O processo como instrumento de pacificação social

14/07/2015 às 12:54
Leia nesta página:

Resumo: Este texto analisa o processo como instrumento de pacificação social, com ênfase nas fases metodológicas e evolutivas do processo, desde a concepção da fase imanentista até alcançar a moderna doutrina formal-valorativa.


                O processo como instrumento de pacificação social


"Muito mais consentâneo ao nosso ambiente cultural revela-se colocar o processo no centro da teoria do processo. Valoriza-se aí, em maior escala, o papel de todos que nele tomam parte, o modelo cooperativo de processo civil e o valor participação inerente à nossa democracia constitucional". "Tudo conflui, pois, à compreensão do processo civil a partir de uma nova fase metodológica - o formalismo-valorativo. Além de equacionar de maneira adequada as relações entre direito e processo, entre processo e Constituição e colocar o processo no centro da teoria do processo, o formalismo-valorativo mostra que o formalismo do processo é formado a partir de valores - justiça, igualdade, participação, efetividade, segurança -, base axiológica a partir da qual ressaem princípios, regras e postulados para sua elaboração dogmática, organização, interpretação e aplicação".
                                                                                                              

Resumo: Este texto analisa o processo como instrumento de pacificação social, com ênfase nas fases metodológicas e evolutivas do processo, desde a concepção da fase imanentista até alcançar a moderna doutrina formal-valorativa.

Instruções –
1. Reproduza integralmente o trecho acima sobre o processo como instrumento de pacificação social.
2. Extraia das entradas abaixo todas as linhas em que aparece a sequência "forearm", levando em conta maiúsculas e minúsculas.

Registros de dados –
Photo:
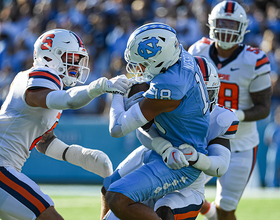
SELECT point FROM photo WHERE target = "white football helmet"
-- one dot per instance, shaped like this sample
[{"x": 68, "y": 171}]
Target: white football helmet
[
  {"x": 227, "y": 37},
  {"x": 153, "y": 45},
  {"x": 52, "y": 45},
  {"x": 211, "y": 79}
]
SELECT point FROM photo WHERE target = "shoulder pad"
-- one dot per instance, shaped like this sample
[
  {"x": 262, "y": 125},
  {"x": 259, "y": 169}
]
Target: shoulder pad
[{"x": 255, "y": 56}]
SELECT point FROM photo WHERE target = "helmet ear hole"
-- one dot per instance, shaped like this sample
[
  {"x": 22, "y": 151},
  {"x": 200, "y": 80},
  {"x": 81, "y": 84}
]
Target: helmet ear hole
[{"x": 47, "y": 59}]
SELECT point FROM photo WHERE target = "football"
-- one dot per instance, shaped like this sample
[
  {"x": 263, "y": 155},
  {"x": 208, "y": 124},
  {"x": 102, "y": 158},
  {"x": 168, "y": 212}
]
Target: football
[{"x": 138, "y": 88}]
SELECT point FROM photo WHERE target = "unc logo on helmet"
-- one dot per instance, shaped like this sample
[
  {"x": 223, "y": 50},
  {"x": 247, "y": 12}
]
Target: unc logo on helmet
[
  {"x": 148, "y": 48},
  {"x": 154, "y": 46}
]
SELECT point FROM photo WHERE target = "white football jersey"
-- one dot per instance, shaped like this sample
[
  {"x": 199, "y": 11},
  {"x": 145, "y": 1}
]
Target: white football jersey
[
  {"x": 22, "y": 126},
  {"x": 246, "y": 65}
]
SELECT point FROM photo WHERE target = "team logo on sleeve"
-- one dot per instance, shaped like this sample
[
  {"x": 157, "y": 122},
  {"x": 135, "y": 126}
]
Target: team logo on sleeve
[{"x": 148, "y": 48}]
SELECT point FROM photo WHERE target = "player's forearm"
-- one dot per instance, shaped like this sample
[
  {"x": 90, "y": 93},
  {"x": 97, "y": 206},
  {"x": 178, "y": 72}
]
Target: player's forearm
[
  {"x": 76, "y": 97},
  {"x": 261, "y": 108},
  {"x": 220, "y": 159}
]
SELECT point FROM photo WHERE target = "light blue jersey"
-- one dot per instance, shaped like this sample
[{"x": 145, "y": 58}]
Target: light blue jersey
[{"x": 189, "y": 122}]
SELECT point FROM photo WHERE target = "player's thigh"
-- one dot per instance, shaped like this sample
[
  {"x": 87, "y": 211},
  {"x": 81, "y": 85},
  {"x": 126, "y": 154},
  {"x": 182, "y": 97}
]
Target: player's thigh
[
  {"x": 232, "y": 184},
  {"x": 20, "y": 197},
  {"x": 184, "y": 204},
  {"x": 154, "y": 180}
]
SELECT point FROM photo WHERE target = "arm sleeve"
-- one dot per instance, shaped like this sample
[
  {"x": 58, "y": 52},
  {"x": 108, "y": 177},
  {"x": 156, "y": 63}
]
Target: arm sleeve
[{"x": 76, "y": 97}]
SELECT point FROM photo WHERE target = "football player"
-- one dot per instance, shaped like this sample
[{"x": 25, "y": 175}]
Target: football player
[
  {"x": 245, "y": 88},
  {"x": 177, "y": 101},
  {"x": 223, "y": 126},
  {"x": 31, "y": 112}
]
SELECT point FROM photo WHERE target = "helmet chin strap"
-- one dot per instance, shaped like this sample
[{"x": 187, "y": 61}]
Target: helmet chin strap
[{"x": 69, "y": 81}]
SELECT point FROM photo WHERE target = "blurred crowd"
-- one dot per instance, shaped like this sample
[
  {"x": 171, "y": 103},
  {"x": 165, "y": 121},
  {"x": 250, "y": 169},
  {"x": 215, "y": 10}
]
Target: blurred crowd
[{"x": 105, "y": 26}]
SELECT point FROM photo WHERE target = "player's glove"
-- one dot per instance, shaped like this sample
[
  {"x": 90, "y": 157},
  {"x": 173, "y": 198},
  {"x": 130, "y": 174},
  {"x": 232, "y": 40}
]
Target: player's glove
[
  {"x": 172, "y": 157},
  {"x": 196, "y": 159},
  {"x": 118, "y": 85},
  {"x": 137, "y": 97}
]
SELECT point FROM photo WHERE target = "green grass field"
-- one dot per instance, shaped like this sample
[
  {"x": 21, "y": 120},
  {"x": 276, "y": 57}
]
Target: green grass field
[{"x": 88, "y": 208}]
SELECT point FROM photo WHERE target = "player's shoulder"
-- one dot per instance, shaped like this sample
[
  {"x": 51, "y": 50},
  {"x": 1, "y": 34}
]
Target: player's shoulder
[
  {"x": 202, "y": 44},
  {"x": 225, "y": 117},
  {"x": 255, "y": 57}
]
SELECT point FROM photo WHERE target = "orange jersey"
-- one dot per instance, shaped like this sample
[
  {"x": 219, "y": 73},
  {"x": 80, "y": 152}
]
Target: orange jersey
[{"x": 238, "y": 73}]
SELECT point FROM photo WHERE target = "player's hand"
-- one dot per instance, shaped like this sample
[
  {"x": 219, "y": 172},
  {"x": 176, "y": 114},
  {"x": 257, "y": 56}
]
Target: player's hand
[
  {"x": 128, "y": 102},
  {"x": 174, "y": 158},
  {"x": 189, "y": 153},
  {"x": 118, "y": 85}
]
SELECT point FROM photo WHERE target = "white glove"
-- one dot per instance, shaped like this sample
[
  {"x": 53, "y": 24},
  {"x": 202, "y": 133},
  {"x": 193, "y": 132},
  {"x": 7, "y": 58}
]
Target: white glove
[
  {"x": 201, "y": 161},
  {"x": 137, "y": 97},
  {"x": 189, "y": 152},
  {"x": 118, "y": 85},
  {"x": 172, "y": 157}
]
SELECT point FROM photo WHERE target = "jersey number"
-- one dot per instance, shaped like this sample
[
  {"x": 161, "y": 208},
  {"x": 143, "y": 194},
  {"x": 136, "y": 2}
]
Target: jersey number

Respostas –
1.
O processo como instrumento de pacificação social

14/07/2015 às 12:54
Leia nesta página:

Resumo: Este texto analisa o processo como instrumento de pacificação social, com ênfase nas fases metodológicas e evolutivas do processo, desde a concepção da fase imanentista até alcançar a moderna doutrina formal-valorativa.


                O processo como instrumento de pacificação social


"Muito mais consentâneo ao nosso ambiente cultural revela-se colocar o processo no centro da teoria do processo. Valoriza-se aí, em maior escala, o papel de todos que nele tomam parte, o modelo cooperativo de processo civil e o valor participação inerente à nossa democracia constitucional". "Tudo conflui, pois, à compreensão do processo civil a partir de uma nova fase metodológica - o formalismo-valorativo. Além de equacionar de maneira adequada as relações entre direito e processo, entre processo e Constituição e colocar o processo no centro da teoria do processo, o formalismo-valorativo mostra que o formalismo do processo é formado a partir de valores - justiça, igualdade, participação, efetividade, segurança -, base axiológica a partir da qual ressaem princípios, regras e postulados para sua elaboração dogmática, organização, interpretação e aplicação".
                                                                                                              

Resumo: Este texto analisa o processo como instrumento de pacificação social, com ênfase nas fases metodológicas e evolutivas do processo, desde a concepção da fase imanentista até alcançar a moderna doutrina formal-valorativa.

2.
SELECT point FROM photo WHERE target = "player's forearm"
Target: player's forearm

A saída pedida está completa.